**Stored data entries:**
______

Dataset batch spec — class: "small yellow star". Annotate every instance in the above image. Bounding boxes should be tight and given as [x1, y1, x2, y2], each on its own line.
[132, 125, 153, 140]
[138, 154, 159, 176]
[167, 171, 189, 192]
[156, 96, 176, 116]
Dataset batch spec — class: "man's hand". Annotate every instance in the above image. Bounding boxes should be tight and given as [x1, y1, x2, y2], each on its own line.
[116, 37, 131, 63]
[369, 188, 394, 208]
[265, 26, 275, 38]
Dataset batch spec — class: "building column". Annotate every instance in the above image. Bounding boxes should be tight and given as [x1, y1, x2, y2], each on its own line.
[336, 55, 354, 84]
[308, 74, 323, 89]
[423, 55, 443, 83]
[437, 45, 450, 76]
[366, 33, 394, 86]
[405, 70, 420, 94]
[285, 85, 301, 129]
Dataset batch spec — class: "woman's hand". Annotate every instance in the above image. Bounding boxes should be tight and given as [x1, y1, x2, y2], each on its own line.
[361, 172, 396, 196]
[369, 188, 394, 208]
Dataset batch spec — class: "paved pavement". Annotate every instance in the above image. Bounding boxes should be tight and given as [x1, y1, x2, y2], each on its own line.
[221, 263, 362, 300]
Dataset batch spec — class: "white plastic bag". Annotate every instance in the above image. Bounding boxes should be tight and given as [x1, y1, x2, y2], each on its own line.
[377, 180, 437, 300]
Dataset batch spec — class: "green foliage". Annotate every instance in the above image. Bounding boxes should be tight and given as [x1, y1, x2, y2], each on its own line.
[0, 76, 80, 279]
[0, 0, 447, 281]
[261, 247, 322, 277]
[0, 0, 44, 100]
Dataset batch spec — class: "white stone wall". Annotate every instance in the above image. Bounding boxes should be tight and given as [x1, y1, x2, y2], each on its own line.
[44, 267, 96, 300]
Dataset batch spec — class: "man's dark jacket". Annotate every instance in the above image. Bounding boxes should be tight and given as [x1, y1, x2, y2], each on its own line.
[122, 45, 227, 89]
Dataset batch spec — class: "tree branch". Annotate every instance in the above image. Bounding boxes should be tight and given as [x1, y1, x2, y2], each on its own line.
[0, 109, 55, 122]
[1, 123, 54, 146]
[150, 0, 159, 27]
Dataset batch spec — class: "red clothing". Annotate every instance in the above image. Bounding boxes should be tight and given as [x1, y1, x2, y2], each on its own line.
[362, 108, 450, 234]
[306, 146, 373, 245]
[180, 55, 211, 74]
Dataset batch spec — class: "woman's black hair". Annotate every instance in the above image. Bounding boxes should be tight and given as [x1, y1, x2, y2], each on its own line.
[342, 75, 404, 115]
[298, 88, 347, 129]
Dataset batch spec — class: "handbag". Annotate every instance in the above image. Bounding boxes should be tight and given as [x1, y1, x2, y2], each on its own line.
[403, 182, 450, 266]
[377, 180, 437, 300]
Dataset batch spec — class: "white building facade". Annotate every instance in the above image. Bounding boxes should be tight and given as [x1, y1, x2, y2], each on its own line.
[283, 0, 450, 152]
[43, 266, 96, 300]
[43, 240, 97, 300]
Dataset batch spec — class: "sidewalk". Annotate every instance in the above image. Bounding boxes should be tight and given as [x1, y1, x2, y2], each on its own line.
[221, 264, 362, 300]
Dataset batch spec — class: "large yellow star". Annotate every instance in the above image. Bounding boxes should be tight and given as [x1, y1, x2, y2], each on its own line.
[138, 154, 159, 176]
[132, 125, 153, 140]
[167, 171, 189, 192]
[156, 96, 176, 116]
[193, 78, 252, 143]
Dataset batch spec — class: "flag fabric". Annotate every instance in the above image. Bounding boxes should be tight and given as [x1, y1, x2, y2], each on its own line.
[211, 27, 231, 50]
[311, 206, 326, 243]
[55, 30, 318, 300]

______

**Prompt:** Retype every entry without changing anything.

**Problem solution:**
Dataset batch spec — class: "small yellow star". Annotate every instance in the above image. Bounding boxes should be tight and given as [x1, y1, x2, y2], each on its own line.
[132, 125, 153, 140]
[138, 154, 159, 176]
[167, 171, 189, 192]
[156, 96, 176, 116]
Dataset batch spec — class: "man's hand". Annotate every instance in the above image. Bounding boxes should be tight and given as [x1, y1, x2, y2], each on its own line.
[116, 37, 131, 63]
[369, 188, 394, 208]
[265, 26, 275, 38]
Dataset batch spec — class: "building column". Annotate every instance in the above image. Bounding boxes should be tight and given as [x1, y1, x2, y2], each on its own line.
[336, 55, 354, 84]
[308, 74, 323, 89]
[423, 55, 443, 83]
[437, 45, 450, 76]
[366, 33, 394, 86]
[405, 70, 420, 94]
[285, 85, 301, 129]
Dataset batch spec — class: "woman's hand". Annotate every instance in the above image. Bounding boxes should be tight and given as [x1, y1, x2, y2], each on its own line.
[361, 172, 396, 196]
[369, 188, 394, 208]
Dataset batch spec — class: "paved pavement". Annotate every instance in the above image. Bounding boxes should be tight and given as [x1, y1, x2, y2], each on its own line.
[221, 263, 362, 300]
Dataset batch spec — class: "white plastic bag". Annotate every instance in the above image. Bounding boxes should be tight and given as [x1, y1, x2, y2], each on its own line.
[377, 180, 437, 300]
Dataset batch spec — class: "green foliage". Annotate every instance in the above image. Bounding boxes should be tight and given as [x1, y1, x2, y2], each on its own line.
[0, 76, 80, 279]
[0, 0, 447, 281]
[261, 247, 322, 277]
[0, 0, 44, 100]
Dataset batch spec — class: "white stone wall". Annotate every instance in the above image. Bounding boxes should be tight and given as [x1, y1, x2, y2], each on its own line.
[44, 267, 96, 300]
Dataset batch spec — class: "man's dark jacket". Annotate every instance in the above image. Bounding boxes should be tight and given as [x1, y1, x2, y2], each on its own line.
[122, 45, 227, 89]
Dataset batch spec — class: "tree branch". Annotate every instance in the above image. Bounding boxes should be tight and given as [x1, y1, x2, y2], each on its own line.
[0, 109, 55, 122]
[1, 123, 54, 146]
[150, 0, 159, 27]
Dataset batch spec — class: "red clothing". Annotate every instance in the above image. Bounding boxes should be tight and given as [x1, y1, x2, y2], each on its own line.
[362, 108, 450, 234]
[306, 146, 373, 245]
[180, 55, 211, 74]
Dataset batch spec — class: "woman's black hair". Annotate every instance in the above image. Bounding boxes should be tight and given as [x1, y1, x2, y2], each on its own line.
[342, 75, 404, 115]
[298, 88, 347, 129]
Dataset batch spec — class: "handbag". Annotate every instance in the above image. Bounding boxes should be tight and given as [x1, y1, x2, y2], each on its own line.
[403, 182, 450, 266]
[377, 180, 437, 300]
Dataset batch spec — class: "white building facade". Annotate every instance in the above image. Bounding boxes should be tight and given as [x1, y1, x2, y2], each on its own line.
[283, 0, 450, 152]
[43, 266, 96, 300]
[43, 240, 97, 300]
Dataset batch spec — class: "sidewalk". Annotate every instance in the above image. Bounding boxes should be tight and given as [x1, y1, x2, y2], each on its own line.
[221, 264, 362, 300]
Dataset batch spec — class: "large yellow star". Annotate every instance in the above image. Bounding boxes should be tight and given as [x1, y1, x2, y2], each on its own line.
[138, 154, 159, 176]
[132, 125, 153, 140]
[167, 171, 189, 192]
[156, 96, 176, 116]
[193, 78, 252, 143]
Dataset batch spec — class: "flag fabric". Annotate every instance in the above image. Bounding boxes should be tight and given as [x1, y1, x2, y2], each on its own line.
[211, 27, 231, 50]
[311, 206, 326, 243]
[55, 30, 318, 300]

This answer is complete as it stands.